◆ ARTICOLO:

Introduzione
Per i bambini ascoltare i racconti dei grandi era fascino, curiosità.
Adesso, nell'età dei villaggio globale, le lingue si conoscono, si intersecano; alcune aprono più porte, diverse schiudono spiragli, ma tutte sono un atto d'amore per chi le parla e le possiede. Tutte le lingue hanno pari dignità. Fino cinquantanni fa, o quasi, a Gorizia tantissimi erano quadrilingui (italiano, friulano, sloveno, tedesco); andando verso il vecchio confine, le lingue si riducevano a tre (qualcuno, che aveva studiato, conosceva anche lo sloveno). Chi scrive era affascinato da chi si esprimeva in altra lingua.
Si sentiva come eco il tedesco. un'eco che dalla grande guerra si spegneva, continuata in qualche scuola non solo goriziana. L'aver fatto parte dell'Europa, con secoli di anticipo sui tempi, pareva una colpa. In Europa erano state queste terre, senza "servaggio" alcuno, come la stanca rettorica di libri di testo predicava insultante. Il tedesco si era cominciato a imparare nelle scuole di paese nella prima metà dell'Ottocento; proprio per uscire dallo stato di periferia, come predicavano illuminati uomini di scuola (il tapoglianese Antonio Marcuzzi, ispettore distrettuale ... ); era la lingua dell'Impero Austroungarico.
Zia Immacolata, orsolina a Gorizia, profuga a Bischoflack; vecchi dizionari di tedesco e sloveno trovati in casa; qualche parola di mons. Angelo Trevisan, decano di Visco (poi venne fuori che era un eminentista dello Staatsgymnasium di Gorizia e cappellano dei profughi a Landegg); meno di dieci parole della zia Valburga, che in tedesco si rivolgeva a Robert; il nonno Toni Politti (Loveàn) con lo stemma della marina imperiale tatuato sul braccio, che ricordava l'Austria con la cugina Ines Zecchini; il maestro Pazzut che aveva studiato a Capodistria; Faidutti, Bugatto che quasi non bisognava ricordare... La nebbia dei ricordi, resa magica dal sogno, si diradava e, in confronto con allusioni, condanne, epiteti ingiuriosi ("austriacante! ") tanti fatti venivano conosciuti criticamente.

◆ CONSEGNA 1:
Rispondi alle seguenti domande sull'articolo che parla delle lingue a Gorizia.
(a) Quali quattro lingue parlavano molti goriziani fino a circa cinquant'anni fa?
(b) In quale periodo si era cominciato a imparare il tedesco nelle scuole di paese?
(c) Che cosa aveva tatuato sul braccio il nonno Toni Politti?
I record non hanno alcun legame con l'articolo.

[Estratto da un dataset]
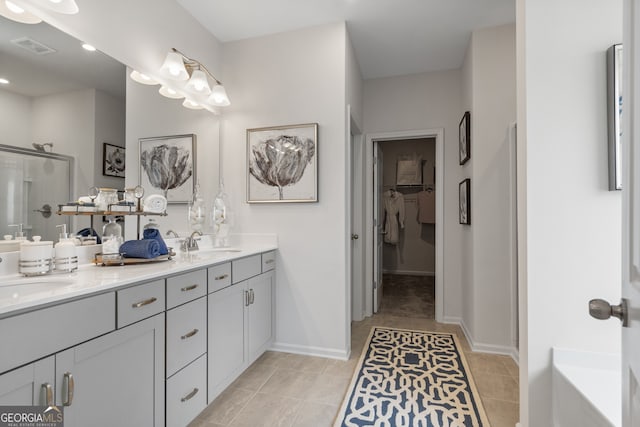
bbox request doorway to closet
[374,137,436,319]
[363,128,444,322]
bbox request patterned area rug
[334,327,489,427]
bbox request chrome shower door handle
[589,298,629,327]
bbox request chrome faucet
[180,230,202,252]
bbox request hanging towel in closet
[383,190,404,245]
[416,190,436,224]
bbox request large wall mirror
[0,17,126,240]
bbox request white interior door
[624,0,640,427]
[373,142,384,313]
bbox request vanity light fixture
[0,0,79,24]
[130,48,231,114]
[158,86,184,99]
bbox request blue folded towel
[142,228,169,255]
[120,239,161,258]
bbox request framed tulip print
[247,123,318,203]
[102,142,125,178]
[138,134,196,203]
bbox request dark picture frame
[458,178,471,225]
[458,111,471,165]
[138,134,197,203]
[607,44,623,191]
[246,123,318,203]
[102,142,127,178]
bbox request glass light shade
[207,85,231,107]
[158,86,184,99]
[182,98,204,110]
[160,52,189,80]
[0,0,42,24]
[129,70,158,85]
[24,0,79,15]
[186,70,211,95]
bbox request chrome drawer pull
[180,329,198,340]
[42,383,55,406]
[180,387,199,402]
[62,372,75,406]
[131,297,158,308]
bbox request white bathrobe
[383,190,404,245]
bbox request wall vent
[11,37,56,55]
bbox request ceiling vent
[11,37,56,55]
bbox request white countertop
[0,235,277,318]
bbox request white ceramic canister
[18,236,53,276]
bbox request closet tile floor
[190,275,519,427]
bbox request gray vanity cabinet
[56,313,165,427]
[0,356,55,406]
[207,252,275,402]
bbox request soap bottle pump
[54,224,78,272]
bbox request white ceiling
[177,0,515,79]
[0,16,126,98]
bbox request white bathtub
[552,348,622,427]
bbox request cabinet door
[55,313,165,427]
[247,271,275,364]
[0,356,55,406]
[207,282,247,402]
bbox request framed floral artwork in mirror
[139,134,196,203]
[102,142,126,178]
[247,123,318,203]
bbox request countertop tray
[93,251,176,267]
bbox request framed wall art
[607,44,622,191]
[458,178,471,225]
[458,111,471,165]
[139,134,196,203]
[247,123,318,203]
[102,142,126,178]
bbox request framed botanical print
[247,123,318,203]
[139,134,196,203]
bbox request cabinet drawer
[118,279,165,328]
[166,355,207,427]
[167,269,207,309]
[167,298,207,378]
[0,292,116,372]
[208,262,231,293]
[262,251,276,273]
[231,255,262,283]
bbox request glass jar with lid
[96,187,118,211]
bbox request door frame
[362,128,444,322]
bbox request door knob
[589,298,629,327]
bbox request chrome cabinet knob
[589,298,629,327]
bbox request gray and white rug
[334,327,489,427]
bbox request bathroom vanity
[0,243,276,427]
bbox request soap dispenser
[54,224,78,272]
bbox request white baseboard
[382,270,436,277]
[269,342,349,360]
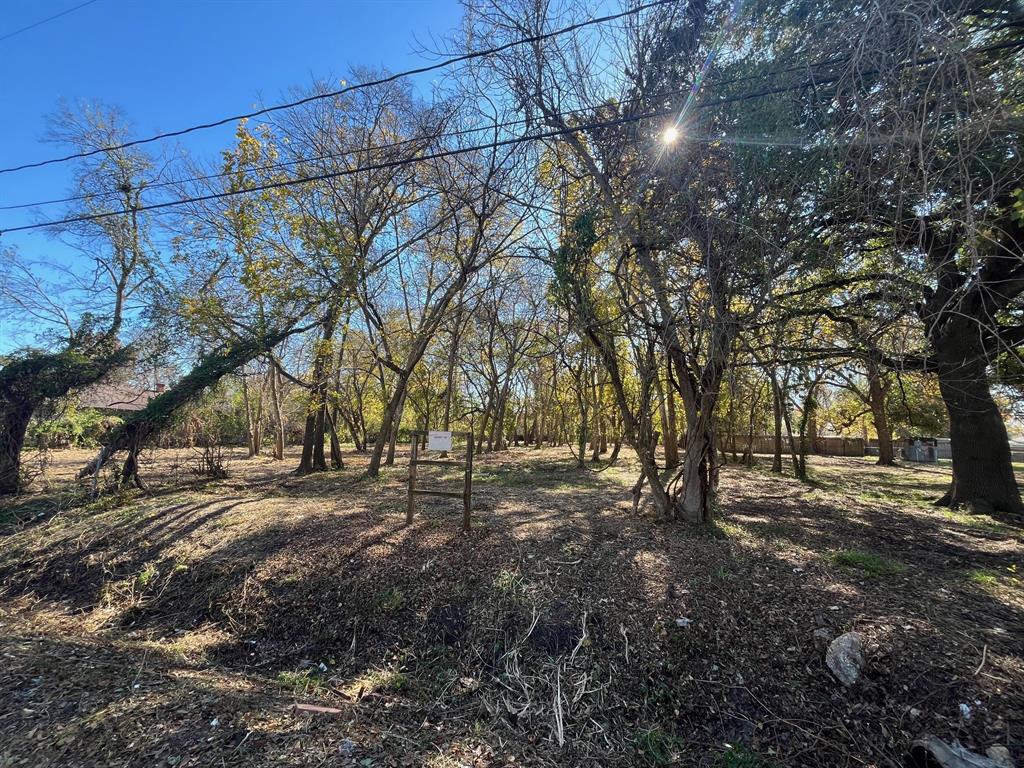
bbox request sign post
[406,430,473,530]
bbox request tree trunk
[867,364,896,467]
[0,401,35,494]
[79,327,308,478]
[936,362,1024,514]
[267,364,285,461]
[770,373,782,474]
[676,414,715,525]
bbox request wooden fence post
[462,428,473,532]
[406,432,420,525]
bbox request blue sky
[0,0,461,351]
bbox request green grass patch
[495,568,526,598]
[278,670,327,695]
[715,746,771,768]
[345,670,409,698]
[967,568,999,587]
[375,587,406,613]
[831,550,906,577]
[636,728,685,765]
[942,509,1019,535]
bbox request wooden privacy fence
[406,430,473,530]
[718,435,864,456]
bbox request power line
[0,0,678,173]
[0,0,96,42]
[0,110,675,234]
[0,34,1024,228]
[0,82,729,214]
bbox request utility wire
[0,0,96,42]
[0,79,753,211]
[0,110,675,234]
[0,0,678,173]
[0,40,1024,234]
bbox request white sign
[427,429,452,451]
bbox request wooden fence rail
[718,435,864,456]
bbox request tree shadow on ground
[0,457,1024,766]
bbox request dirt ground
[0,449,1024,768]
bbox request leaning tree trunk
[936,362,1024,514]
[78,327,308,482]
[0,400,35,494]
[0,339,133,495]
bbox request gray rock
[985,744,1016,768]
[907,736,1014,768]
[814,627,831,647]
[825,632,864,688]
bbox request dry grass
[0,450,1024,767]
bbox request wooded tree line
[0,0,1024,523]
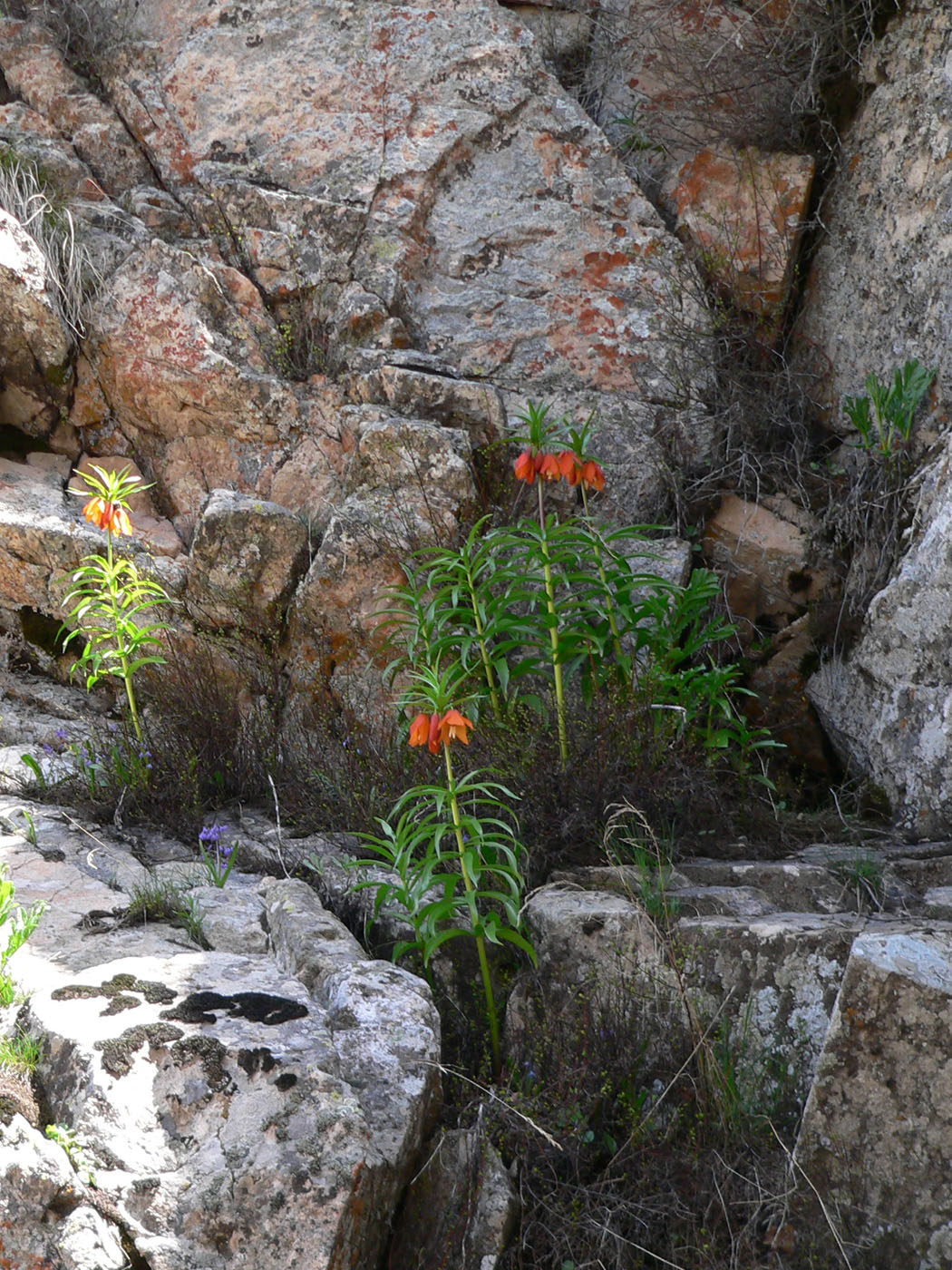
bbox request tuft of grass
[0,1032,41,1076]
[0,145,98,339]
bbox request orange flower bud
[439,710,476,746]
[539,454,562,480]
[515,450,536,485]
[83,498,132,534]
[559,450,581,486]
[410,714,431,746]
[581,458,606,493]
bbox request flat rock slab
[675,913,863,1099]
[796,923,952,1270]
[26,952,437,1270]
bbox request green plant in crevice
[0,864,45,1006]
[358,670,534,1077]
[45,1124,96,1187]
[63,466,169,743]
[843,358,936,467]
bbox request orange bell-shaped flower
[515,450,536,485]
[83,498,132,536]
[439,710,476,746]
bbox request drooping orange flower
[515,450,536,485]
[559,450,581,488]
[581,458,606,493]
[539,454,562,480]
[410,714,431,746]
[439,710,476,746]
[83,498,132,536]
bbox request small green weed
[45,1124,96,1187]
[843,359,936,464]
[0,1032,41,1076]
[0,864,45,1006]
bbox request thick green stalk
[105,530,142,743]
[443,740,502,1080]
[581,482,622,664]
[539,480,568,768]
[466,562,502,720]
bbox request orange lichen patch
[672,147,815,324]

◆ CONSEGNA 2:
Raccogli tutte le righe dei record che contengono la parola "framed".

◆ RISPOSTA 1:
(a) Italiano, friulano, sloveno e tedesco.
(b) Nella prima metà dell'Ottocento.
(c) Lo stemma della marina imperiale.

◆ RISPOSTA 2:
bbox request framed tulip print
bbox request framed floral artwork in mirror
bbox request framed wall art
bbox request framed botanical print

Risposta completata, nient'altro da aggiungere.